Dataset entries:
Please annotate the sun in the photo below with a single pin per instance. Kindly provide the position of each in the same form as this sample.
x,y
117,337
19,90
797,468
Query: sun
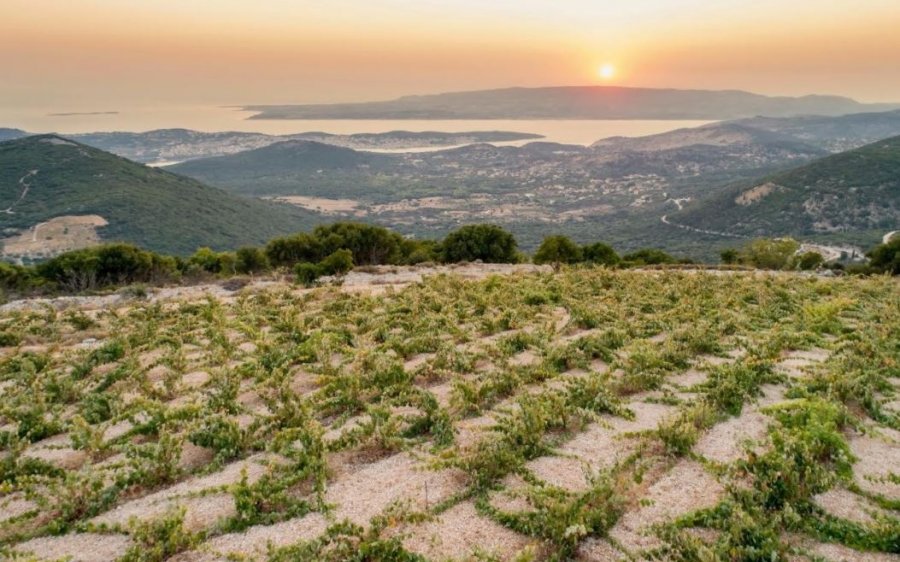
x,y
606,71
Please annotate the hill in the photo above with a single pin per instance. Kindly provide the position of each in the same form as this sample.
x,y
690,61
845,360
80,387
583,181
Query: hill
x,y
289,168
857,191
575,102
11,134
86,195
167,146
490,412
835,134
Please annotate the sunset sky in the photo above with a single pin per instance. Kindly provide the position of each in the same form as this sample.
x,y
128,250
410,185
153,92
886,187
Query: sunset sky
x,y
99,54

...

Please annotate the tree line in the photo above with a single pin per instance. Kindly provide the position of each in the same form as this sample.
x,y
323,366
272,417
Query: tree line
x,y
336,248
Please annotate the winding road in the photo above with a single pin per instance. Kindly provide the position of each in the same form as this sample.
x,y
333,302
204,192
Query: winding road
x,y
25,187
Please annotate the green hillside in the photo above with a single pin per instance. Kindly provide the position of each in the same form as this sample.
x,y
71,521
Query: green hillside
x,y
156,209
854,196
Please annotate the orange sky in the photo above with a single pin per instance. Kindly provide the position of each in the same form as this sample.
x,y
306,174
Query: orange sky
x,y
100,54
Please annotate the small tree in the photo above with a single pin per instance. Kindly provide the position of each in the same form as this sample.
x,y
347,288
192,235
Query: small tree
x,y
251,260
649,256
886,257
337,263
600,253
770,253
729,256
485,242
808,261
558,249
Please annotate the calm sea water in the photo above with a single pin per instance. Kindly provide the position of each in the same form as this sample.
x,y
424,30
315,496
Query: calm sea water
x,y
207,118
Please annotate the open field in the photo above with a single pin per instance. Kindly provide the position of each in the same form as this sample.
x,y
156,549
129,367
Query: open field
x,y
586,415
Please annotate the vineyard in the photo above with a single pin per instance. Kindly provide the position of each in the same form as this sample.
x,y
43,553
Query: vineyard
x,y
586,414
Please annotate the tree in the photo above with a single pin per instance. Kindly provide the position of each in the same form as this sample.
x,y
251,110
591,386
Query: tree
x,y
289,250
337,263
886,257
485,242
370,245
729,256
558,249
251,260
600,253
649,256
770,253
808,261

...

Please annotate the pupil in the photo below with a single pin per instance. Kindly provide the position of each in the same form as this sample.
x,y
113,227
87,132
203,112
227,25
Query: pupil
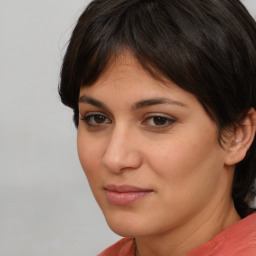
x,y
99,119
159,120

WHAT TO DO: Using the data above, say how many lines include the word "below". Write only that number.

EXERCISE SOLUTION: 2